[Exercise aim] Repeat exactly the lines from the one containing "Task: set a pin on each instance of the golden" through the last line of the records below, both included, and nothing else.
** BEGIN **
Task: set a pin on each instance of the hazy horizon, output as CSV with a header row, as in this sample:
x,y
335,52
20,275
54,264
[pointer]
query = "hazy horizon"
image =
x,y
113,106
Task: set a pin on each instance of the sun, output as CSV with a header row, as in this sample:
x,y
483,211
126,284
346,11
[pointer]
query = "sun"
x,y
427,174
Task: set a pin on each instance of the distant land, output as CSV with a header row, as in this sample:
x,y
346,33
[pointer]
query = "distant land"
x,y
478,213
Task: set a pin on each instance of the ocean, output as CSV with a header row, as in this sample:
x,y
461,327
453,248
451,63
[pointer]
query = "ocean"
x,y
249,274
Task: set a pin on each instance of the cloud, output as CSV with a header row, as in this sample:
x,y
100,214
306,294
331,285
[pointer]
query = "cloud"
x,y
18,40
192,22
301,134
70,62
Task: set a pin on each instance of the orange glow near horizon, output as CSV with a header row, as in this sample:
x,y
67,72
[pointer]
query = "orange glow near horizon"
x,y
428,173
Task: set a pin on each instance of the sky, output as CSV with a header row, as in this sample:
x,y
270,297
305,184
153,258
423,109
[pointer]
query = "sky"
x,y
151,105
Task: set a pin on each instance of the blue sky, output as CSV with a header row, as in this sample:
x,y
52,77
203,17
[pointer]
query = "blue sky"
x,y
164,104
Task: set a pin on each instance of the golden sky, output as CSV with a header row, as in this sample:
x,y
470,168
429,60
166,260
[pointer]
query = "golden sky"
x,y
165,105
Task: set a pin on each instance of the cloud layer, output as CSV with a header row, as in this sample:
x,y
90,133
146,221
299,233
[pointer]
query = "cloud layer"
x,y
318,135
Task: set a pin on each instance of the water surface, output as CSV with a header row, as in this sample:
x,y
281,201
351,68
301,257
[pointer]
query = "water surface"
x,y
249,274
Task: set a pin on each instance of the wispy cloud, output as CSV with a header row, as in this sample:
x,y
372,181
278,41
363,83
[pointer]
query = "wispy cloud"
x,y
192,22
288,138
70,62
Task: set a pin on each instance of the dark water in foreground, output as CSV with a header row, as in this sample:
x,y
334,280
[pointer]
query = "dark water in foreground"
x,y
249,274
** END **
[Solved problem]
Task: set a pin on each instance of the golden sky, output as CSV with a header row, as in this sample:
x,y
470,168
429,60
166,260
[pointer]
query = "golden sky"
x,y
165,105
Task: set a pin on each instance of the cloud layer, output as CSV with a header row, as in this sample:
x,y
90,133
146,221
299,233
[pointer]
query = "cloud layer"
x,y
318,135
Task: set a pin on each instance of the water surface, output as CSV with a header row, as in this sample:
x,y
281,201
351,68
301,257
[pointer]
query = "water surface"
x,y
249,274
Task: set a pin on each instance of the wispy cloud, output as CSV with a header row, as in this sample:
x,y
372,181
278,41
363,83
[pointer]
query = "wispy cloud"
x,y
192,22
288,138
70,62
Task: set a pin on each instance of the dark water in foreground, output as CSV with a header row, as in this sample:
x,y
334,280
[pointer]
query = "dark water in foreground"
x,y
249,274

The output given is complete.